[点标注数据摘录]
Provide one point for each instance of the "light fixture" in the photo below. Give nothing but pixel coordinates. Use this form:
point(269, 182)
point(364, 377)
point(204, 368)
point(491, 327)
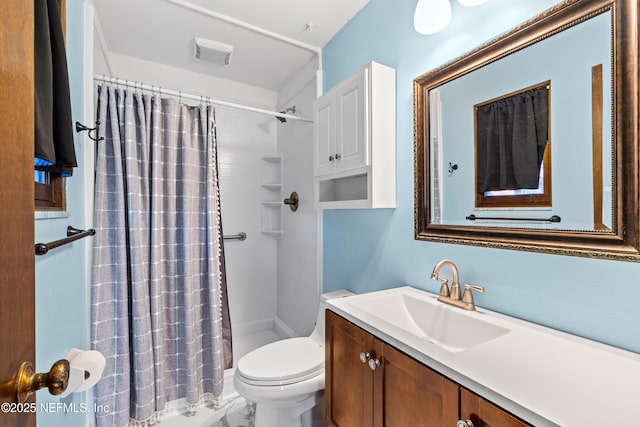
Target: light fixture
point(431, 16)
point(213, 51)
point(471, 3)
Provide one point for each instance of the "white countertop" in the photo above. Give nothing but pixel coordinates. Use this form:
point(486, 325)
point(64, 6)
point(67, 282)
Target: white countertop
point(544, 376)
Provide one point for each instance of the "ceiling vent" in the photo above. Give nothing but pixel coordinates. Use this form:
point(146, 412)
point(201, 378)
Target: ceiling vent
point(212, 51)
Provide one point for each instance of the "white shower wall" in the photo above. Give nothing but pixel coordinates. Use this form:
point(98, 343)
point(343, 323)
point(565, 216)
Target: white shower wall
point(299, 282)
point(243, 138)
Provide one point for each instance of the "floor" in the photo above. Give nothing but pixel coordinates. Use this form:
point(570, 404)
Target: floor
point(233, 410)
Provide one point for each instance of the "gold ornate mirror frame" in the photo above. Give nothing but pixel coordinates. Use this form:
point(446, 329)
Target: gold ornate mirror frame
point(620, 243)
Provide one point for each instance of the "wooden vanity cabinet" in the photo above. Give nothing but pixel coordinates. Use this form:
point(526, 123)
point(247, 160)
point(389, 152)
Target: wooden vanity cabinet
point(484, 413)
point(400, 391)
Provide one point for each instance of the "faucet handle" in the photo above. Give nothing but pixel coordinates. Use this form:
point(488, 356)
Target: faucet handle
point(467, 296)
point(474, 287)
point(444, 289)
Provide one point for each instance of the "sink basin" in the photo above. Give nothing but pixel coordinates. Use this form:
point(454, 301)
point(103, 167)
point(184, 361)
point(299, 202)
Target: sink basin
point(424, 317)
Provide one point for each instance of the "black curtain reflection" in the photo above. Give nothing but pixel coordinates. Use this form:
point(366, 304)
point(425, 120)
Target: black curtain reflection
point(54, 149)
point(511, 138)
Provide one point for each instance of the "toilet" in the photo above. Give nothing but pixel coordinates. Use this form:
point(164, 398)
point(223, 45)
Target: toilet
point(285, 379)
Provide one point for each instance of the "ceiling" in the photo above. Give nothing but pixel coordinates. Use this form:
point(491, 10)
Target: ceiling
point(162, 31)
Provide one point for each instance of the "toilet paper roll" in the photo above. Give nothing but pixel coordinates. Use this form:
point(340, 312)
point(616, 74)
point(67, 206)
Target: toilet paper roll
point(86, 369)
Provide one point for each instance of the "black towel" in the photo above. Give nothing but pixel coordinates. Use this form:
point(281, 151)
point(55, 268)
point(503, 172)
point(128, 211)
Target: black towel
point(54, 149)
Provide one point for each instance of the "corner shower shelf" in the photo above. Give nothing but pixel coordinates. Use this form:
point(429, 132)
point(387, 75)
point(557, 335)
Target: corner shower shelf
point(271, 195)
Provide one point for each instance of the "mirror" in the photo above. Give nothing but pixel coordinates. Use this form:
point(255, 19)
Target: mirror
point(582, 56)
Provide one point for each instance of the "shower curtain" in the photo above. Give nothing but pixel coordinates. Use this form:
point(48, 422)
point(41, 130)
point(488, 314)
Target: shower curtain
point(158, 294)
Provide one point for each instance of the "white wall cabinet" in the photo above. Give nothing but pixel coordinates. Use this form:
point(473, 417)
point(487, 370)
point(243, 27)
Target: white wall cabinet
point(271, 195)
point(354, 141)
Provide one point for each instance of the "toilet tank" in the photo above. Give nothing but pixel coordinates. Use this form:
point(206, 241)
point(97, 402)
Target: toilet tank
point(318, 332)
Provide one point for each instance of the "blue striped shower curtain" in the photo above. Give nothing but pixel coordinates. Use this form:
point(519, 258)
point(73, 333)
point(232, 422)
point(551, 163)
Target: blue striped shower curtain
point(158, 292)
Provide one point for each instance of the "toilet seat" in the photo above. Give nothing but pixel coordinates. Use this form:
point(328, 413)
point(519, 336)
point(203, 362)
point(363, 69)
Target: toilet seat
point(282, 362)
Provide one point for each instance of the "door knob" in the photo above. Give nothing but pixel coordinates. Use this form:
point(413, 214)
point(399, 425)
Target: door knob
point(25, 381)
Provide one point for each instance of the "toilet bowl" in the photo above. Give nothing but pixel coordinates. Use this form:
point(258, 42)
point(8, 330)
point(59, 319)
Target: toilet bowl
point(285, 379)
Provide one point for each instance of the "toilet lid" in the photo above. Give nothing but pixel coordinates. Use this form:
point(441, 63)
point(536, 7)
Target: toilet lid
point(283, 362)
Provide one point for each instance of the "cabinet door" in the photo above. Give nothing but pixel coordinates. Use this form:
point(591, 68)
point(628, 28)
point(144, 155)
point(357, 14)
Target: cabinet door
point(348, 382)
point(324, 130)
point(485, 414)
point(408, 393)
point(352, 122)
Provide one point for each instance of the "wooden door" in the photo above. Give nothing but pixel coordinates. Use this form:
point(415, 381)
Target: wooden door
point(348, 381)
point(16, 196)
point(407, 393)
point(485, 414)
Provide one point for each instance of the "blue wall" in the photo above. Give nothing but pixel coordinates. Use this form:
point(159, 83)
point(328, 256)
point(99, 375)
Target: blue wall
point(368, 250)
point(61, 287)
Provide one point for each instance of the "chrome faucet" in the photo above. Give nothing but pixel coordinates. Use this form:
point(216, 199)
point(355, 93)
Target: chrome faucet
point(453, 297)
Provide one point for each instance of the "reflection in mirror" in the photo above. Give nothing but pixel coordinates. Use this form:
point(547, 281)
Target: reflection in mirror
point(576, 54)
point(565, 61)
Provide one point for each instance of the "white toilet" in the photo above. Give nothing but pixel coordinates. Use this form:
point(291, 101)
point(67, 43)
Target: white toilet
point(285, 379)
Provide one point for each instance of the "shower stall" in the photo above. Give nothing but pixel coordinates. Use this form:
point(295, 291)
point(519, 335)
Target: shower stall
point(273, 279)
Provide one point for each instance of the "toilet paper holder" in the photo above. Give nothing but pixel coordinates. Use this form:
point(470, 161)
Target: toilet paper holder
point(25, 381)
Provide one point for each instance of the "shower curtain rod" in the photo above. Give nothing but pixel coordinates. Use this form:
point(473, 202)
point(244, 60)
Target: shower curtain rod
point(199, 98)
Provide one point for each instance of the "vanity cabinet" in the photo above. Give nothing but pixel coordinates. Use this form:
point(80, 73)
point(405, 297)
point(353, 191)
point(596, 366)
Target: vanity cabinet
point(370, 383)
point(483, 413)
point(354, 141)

## 任务内容
从条目开头起，到含有“point(243, 138)”的那一行为止（含该行），把这些行重新写一遍，要求行也照写，并给答案中每个点坐标的两个数值都加上130，格式示例里的坐标保持不变。回答中不要放图片。

## 输出结果
Provide one point for each instance of the "light fixture" in the photo below. Give nothing but pixel coordinates. Use this form:
point(269, 182)
point(364, 377)
point(204, 368)
point(491, 327)
Target: light fixture
point(561, 146)
point(343, 181)
point(601, 133)
Provide one point for each instance of the "white countertop" in the photo above. Give nothing but pixel coordinates. Use this form:
point(486, 325)
point(64, 6)
point(67, 282)
Target: white countertop
point(674, 506)
Provide one point for each instance of the "ceiling vent" in the photo above. Give nothing but pixel coordinates. Use this form:
point(146, 412)
point(201, 378)
Target: ceiling vent
point(342, 181)
Provide one point for each instance of the "white shower wall" in the photo above. Give nothing but pixel coordinates. Use this form:
point(98, 343)
point(343, 323)
point(565, 216)
Target: white shower wall
point(429, 412)
point(373, 268)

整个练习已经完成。